## start Excerpted data
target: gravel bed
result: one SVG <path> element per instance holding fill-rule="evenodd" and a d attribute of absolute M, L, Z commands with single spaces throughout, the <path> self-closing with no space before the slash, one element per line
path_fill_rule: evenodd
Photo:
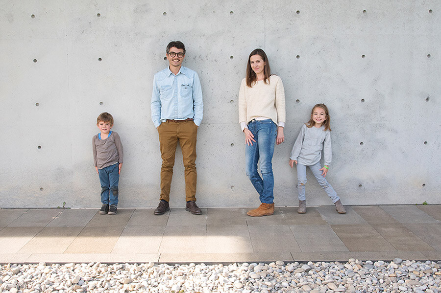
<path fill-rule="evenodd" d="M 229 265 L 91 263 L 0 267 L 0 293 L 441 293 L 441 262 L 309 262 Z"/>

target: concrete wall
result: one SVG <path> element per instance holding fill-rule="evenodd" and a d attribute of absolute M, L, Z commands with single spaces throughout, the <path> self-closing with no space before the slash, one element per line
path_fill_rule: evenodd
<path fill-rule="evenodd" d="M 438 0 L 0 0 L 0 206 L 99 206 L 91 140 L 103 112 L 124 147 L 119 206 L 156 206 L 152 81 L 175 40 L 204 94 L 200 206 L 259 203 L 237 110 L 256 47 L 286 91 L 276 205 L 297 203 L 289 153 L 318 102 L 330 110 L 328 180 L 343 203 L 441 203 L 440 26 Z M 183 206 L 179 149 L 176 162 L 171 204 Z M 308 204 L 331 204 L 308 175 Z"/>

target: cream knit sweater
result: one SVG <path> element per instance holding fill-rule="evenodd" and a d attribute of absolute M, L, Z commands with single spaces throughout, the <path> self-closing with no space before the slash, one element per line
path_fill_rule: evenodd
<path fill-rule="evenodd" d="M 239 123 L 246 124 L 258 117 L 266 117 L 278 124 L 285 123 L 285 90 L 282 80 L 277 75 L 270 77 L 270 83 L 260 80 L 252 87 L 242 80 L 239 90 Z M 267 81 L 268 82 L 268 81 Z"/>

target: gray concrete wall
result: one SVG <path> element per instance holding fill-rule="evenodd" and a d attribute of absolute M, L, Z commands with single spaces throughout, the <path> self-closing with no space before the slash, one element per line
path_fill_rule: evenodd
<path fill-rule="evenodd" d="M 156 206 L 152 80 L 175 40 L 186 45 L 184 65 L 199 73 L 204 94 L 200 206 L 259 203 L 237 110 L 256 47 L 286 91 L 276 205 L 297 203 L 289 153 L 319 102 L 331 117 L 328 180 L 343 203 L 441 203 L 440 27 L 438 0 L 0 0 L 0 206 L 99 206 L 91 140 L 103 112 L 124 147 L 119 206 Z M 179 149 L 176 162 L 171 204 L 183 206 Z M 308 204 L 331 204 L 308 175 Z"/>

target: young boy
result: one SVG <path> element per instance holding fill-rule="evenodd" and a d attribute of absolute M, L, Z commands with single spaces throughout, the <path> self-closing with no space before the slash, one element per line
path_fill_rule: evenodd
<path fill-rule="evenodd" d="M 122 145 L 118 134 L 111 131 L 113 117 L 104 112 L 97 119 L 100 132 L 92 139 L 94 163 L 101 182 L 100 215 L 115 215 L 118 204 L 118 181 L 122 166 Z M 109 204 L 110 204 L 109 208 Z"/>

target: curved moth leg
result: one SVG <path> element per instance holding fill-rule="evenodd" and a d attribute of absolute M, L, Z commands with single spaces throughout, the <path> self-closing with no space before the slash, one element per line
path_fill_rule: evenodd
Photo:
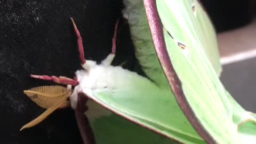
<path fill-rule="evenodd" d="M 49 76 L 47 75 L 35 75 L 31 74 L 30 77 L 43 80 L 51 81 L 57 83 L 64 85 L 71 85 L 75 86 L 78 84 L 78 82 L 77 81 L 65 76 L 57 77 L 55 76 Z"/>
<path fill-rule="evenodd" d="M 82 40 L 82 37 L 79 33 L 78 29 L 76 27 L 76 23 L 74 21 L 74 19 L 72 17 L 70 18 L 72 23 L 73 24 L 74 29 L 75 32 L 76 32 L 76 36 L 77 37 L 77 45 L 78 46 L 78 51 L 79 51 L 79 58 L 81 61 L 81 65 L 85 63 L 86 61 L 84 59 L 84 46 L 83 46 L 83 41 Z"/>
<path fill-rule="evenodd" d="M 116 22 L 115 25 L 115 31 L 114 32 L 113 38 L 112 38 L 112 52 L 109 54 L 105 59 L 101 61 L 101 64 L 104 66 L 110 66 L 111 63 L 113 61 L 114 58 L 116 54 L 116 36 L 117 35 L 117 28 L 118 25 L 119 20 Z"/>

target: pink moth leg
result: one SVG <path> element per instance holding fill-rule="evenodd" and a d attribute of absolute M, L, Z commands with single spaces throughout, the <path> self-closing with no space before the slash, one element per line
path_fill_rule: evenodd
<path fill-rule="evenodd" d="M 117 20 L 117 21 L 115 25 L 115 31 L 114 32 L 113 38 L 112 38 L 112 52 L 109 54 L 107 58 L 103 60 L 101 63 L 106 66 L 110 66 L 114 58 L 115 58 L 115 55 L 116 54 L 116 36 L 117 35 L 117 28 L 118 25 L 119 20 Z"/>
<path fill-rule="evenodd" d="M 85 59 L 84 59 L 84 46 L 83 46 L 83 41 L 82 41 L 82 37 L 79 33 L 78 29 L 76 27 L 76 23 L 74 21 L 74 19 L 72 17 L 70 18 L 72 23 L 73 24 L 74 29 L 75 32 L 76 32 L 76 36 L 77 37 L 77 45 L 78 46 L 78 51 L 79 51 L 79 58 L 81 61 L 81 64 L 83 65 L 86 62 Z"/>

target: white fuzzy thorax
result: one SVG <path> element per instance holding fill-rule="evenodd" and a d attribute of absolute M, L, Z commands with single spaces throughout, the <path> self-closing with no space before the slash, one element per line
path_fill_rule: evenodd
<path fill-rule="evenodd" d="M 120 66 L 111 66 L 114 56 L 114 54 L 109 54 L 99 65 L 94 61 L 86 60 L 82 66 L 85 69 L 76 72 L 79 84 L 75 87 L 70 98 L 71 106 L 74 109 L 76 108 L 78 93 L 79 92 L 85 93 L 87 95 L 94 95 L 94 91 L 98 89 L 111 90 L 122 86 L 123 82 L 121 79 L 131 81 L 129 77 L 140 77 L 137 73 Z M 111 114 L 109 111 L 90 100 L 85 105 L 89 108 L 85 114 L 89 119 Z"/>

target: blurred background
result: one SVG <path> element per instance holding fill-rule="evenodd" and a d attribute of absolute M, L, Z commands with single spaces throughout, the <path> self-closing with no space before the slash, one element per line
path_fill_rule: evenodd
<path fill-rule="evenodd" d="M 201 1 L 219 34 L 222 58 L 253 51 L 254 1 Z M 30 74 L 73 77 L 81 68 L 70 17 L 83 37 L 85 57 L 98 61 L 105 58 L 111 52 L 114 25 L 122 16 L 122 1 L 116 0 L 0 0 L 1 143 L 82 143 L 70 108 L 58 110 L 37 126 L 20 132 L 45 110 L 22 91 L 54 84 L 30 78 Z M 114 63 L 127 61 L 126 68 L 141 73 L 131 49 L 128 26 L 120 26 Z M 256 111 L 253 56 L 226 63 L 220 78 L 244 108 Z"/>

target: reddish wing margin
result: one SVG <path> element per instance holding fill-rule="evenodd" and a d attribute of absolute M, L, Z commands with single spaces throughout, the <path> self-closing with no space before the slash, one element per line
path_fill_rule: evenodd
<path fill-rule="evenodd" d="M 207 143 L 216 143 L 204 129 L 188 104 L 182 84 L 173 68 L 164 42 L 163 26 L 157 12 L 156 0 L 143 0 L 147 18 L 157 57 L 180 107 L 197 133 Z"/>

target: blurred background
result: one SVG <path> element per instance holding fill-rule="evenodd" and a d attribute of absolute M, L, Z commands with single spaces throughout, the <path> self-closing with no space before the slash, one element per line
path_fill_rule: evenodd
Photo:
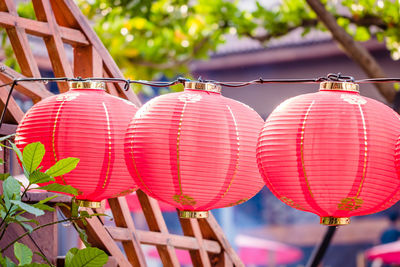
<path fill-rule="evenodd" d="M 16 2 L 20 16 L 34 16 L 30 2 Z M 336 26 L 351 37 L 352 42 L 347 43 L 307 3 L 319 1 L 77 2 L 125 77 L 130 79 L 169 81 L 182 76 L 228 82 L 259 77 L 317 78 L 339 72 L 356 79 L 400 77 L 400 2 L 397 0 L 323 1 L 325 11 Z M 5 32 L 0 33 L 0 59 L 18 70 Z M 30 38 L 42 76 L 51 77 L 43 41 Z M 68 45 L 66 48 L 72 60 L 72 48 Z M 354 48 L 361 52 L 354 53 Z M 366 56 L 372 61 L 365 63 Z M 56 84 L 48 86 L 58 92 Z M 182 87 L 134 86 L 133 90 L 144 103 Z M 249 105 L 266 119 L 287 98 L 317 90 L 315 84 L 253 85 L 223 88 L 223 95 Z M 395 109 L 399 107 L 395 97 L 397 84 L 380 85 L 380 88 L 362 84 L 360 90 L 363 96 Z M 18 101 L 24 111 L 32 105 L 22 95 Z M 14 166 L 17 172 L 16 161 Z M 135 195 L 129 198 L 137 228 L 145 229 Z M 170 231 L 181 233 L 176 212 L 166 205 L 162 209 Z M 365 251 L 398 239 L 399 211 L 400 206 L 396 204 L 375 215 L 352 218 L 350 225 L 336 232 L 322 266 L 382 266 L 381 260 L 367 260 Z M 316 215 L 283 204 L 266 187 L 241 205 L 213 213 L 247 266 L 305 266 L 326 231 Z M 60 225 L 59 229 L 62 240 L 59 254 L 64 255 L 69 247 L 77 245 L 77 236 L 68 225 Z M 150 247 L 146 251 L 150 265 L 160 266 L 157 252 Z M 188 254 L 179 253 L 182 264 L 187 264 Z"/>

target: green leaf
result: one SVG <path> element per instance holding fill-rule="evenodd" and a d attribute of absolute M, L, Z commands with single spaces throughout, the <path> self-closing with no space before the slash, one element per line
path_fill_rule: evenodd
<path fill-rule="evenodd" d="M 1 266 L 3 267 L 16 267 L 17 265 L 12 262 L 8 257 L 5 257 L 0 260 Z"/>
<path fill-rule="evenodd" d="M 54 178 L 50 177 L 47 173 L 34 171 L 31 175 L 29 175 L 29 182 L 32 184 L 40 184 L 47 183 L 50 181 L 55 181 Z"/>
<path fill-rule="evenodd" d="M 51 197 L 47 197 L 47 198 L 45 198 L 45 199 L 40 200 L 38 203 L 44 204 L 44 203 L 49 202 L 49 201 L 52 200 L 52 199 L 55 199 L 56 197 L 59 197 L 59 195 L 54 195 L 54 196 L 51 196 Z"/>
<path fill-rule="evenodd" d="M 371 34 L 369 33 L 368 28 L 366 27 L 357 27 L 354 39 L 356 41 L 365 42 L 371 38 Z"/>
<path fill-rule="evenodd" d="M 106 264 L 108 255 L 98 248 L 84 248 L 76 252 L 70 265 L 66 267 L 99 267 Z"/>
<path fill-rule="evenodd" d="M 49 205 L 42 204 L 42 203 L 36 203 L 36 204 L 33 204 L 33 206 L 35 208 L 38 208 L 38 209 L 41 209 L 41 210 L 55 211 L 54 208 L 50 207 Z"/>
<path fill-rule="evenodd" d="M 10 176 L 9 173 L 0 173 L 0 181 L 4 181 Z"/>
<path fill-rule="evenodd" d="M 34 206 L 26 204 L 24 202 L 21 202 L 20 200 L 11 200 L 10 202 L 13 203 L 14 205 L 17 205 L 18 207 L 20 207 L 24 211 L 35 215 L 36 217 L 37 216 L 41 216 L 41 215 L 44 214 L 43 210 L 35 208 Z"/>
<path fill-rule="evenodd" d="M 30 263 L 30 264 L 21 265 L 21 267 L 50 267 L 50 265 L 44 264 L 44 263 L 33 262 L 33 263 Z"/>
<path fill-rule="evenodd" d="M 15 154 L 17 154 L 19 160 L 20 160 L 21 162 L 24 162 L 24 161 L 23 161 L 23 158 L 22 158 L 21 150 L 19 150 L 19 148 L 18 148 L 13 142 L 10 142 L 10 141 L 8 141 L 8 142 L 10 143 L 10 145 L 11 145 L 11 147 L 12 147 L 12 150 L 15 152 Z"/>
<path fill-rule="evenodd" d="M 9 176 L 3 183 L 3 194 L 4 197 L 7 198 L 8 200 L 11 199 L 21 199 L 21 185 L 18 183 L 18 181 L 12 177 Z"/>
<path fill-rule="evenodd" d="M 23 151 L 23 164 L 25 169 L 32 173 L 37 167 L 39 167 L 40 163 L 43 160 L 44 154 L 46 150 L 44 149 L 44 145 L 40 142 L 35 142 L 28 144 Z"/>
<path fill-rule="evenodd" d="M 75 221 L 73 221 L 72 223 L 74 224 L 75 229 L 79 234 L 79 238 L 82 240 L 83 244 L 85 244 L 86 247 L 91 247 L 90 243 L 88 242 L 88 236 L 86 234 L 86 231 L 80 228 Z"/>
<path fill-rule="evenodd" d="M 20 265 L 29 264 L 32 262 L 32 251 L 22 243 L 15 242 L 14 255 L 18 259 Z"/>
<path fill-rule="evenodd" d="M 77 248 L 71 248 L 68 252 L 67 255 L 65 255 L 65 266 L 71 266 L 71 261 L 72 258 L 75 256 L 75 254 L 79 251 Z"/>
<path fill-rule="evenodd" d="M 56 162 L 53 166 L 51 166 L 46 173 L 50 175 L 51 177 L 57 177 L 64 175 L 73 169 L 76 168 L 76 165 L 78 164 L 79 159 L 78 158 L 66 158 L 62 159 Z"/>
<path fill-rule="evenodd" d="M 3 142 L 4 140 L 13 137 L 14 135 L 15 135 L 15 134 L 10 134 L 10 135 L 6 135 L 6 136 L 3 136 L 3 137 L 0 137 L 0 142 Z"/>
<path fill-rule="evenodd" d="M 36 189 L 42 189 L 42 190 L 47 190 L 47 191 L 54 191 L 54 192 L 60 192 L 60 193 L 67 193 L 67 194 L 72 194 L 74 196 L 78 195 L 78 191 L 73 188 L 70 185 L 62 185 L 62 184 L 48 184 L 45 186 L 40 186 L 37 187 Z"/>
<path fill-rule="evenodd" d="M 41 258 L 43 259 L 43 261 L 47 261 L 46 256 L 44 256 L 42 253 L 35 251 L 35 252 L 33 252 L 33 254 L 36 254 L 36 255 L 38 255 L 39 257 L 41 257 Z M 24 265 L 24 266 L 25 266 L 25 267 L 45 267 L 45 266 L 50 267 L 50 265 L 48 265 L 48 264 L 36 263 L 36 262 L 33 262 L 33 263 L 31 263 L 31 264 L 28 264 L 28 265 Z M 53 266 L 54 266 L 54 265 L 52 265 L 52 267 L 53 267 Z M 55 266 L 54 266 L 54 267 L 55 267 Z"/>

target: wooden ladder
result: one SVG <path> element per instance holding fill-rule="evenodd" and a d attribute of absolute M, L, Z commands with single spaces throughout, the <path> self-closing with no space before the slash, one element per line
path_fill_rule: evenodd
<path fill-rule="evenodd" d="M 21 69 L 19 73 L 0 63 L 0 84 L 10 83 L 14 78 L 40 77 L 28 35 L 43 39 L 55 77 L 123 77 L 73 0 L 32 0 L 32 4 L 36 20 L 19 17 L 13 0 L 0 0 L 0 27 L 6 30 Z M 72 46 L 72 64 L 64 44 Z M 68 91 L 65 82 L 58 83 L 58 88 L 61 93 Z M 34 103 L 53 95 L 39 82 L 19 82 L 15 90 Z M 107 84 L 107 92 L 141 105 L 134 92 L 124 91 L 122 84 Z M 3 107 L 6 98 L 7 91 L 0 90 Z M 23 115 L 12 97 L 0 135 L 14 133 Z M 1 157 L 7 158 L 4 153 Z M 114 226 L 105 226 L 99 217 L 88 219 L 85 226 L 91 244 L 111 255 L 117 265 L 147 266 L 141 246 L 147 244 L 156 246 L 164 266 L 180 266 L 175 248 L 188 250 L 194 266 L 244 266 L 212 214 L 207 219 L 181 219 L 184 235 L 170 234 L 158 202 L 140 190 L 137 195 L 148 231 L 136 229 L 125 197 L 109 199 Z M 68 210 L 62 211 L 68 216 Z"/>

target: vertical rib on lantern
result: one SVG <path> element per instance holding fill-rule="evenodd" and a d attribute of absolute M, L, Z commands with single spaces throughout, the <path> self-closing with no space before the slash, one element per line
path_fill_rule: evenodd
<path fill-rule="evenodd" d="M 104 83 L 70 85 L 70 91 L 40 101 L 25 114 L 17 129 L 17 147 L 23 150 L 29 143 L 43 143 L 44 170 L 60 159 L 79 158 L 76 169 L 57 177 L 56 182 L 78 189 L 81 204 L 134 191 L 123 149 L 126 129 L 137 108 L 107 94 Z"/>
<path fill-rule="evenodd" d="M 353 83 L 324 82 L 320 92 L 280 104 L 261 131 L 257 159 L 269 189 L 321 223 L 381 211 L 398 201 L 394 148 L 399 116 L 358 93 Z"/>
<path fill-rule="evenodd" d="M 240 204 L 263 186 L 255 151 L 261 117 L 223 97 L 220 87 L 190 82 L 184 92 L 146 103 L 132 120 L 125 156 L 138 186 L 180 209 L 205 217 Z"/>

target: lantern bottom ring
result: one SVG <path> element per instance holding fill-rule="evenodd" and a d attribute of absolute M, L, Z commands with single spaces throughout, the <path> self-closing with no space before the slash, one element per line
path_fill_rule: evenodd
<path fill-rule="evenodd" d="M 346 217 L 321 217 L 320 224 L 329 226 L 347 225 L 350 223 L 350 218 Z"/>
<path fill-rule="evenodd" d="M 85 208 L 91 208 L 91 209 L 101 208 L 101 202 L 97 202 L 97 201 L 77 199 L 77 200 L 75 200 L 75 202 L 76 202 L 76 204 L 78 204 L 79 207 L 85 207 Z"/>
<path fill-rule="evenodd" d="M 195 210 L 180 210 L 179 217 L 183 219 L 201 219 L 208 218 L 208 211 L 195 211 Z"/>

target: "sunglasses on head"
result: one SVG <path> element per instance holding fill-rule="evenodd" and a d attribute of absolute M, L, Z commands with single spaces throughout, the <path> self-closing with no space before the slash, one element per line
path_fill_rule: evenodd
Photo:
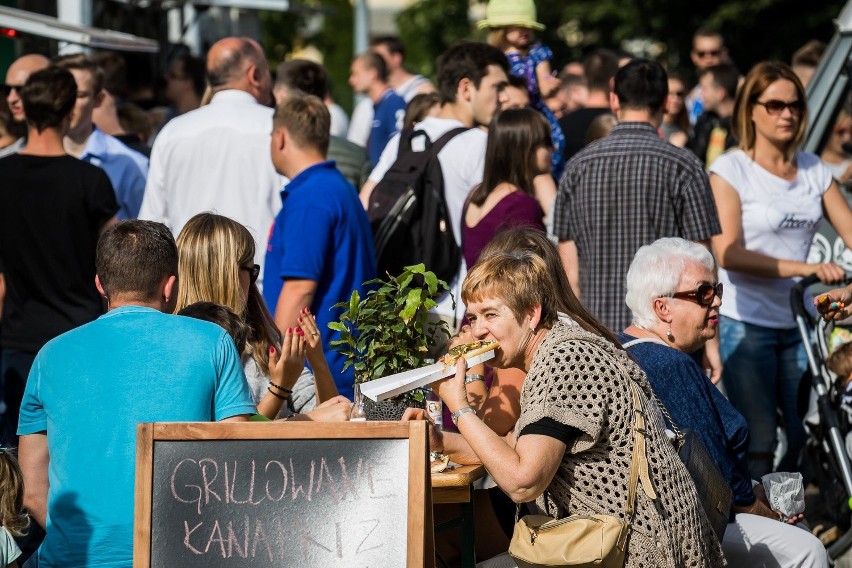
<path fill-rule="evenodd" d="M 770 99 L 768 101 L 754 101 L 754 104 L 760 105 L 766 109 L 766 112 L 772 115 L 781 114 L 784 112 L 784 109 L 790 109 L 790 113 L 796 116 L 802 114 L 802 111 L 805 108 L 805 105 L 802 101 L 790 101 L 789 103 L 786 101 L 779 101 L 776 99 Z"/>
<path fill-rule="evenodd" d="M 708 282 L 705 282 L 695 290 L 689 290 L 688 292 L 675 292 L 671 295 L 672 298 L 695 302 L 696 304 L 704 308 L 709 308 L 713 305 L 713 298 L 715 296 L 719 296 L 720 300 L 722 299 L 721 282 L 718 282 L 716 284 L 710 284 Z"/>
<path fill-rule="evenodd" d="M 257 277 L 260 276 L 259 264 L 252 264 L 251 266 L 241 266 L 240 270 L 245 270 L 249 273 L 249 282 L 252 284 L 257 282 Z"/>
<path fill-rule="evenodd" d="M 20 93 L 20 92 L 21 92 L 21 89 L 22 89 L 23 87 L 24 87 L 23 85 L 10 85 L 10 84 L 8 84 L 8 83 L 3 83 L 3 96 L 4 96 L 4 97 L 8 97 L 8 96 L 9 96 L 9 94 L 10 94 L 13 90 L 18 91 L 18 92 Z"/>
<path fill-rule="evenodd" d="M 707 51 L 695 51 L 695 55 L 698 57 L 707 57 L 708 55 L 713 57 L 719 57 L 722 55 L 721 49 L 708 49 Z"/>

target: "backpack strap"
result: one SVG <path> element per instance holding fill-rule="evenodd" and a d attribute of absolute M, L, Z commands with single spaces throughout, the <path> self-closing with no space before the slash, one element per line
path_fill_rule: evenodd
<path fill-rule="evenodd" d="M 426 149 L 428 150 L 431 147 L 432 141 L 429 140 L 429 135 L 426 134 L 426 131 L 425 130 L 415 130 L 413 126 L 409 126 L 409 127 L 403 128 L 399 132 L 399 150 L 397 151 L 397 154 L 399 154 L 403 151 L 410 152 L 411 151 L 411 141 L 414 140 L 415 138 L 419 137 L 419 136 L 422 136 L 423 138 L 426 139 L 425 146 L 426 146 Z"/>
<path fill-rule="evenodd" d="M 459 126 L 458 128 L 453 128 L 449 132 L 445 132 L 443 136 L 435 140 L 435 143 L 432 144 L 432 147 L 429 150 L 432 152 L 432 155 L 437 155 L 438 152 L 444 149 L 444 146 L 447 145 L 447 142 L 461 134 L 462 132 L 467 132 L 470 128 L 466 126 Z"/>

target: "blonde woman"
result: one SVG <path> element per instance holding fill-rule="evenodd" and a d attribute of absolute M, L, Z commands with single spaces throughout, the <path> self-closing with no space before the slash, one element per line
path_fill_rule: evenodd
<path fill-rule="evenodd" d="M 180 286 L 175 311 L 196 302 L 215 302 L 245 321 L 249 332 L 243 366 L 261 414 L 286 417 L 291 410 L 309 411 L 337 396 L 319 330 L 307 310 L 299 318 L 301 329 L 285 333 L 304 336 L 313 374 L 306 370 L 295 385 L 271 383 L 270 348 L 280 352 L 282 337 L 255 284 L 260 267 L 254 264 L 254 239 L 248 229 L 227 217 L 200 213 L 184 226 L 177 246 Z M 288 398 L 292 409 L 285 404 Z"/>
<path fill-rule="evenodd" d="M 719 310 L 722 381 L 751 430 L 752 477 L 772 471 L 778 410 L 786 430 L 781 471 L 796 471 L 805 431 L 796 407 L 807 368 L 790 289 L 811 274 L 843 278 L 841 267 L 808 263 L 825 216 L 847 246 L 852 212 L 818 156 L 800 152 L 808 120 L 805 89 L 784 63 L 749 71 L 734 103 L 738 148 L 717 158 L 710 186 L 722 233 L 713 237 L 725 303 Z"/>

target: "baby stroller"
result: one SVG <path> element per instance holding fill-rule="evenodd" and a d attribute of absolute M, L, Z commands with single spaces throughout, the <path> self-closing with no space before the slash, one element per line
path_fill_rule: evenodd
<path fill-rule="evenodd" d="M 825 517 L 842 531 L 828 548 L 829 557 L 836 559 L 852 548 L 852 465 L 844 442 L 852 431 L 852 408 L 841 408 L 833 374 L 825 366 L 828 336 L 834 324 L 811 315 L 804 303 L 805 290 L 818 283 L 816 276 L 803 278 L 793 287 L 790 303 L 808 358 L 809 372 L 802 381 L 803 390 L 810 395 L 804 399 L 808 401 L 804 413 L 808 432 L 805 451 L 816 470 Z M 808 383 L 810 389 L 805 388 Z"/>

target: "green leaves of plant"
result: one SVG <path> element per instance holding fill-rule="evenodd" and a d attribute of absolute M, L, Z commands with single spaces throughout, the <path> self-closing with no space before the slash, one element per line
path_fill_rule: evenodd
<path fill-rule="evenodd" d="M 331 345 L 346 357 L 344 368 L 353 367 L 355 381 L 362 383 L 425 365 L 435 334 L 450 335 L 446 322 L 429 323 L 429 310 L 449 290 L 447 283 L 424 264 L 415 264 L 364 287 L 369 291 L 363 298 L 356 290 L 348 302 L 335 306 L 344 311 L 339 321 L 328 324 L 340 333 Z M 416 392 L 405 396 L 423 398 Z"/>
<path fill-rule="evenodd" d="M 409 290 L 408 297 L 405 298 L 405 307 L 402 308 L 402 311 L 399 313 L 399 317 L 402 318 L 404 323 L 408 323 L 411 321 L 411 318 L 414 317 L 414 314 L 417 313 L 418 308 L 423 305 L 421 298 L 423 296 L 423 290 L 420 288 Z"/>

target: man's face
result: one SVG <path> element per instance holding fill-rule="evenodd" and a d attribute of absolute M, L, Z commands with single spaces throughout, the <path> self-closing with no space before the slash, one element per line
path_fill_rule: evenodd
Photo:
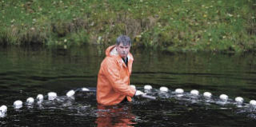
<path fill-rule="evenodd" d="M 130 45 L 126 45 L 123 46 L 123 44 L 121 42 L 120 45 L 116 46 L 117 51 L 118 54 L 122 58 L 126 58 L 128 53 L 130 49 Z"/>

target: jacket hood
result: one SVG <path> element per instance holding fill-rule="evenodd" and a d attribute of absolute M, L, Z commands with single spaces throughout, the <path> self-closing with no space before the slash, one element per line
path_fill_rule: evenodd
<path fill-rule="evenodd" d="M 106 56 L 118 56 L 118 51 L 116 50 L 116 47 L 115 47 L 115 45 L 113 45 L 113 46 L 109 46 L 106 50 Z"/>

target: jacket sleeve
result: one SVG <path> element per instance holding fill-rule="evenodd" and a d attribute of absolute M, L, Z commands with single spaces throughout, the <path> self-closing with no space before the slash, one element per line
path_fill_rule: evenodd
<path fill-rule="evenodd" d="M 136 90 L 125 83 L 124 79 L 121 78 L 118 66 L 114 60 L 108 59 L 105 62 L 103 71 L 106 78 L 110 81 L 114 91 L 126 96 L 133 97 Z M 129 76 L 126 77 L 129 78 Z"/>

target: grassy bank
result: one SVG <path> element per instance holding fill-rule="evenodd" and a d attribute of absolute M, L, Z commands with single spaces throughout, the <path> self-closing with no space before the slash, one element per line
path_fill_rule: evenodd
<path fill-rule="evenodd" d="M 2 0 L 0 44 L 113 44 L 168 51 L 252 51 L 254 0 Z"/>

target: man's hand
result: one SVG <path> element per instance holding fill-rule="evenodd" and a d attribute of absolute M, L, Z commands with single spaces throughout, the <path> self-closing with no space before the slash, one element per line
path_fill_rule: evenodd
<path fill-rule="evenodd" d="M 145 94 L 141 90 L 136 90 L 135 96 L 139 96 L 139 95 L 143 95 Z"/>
## end Excerpted data
▶ _Short problem_: Copy out the entries from their first line through the line containing "229 265 L 91", both ends included, and leave the pictures out of your copy.

▶ _Result_:
target: gravel bed
result: one SVG <path> element per instance holding fill-rule="evenodd" and a d attribute of absolute M, L, Z commands with single spaces throughout, the <path> self-closing with no space before the slash, one element per line
path_fill_rule: evenodd
Photo:
<path fill-rule="evenodd" d="M 229 265 L 91 263 L 0 267 L 0 293 L 441 293 L 441 262 L 309 262 Z"/>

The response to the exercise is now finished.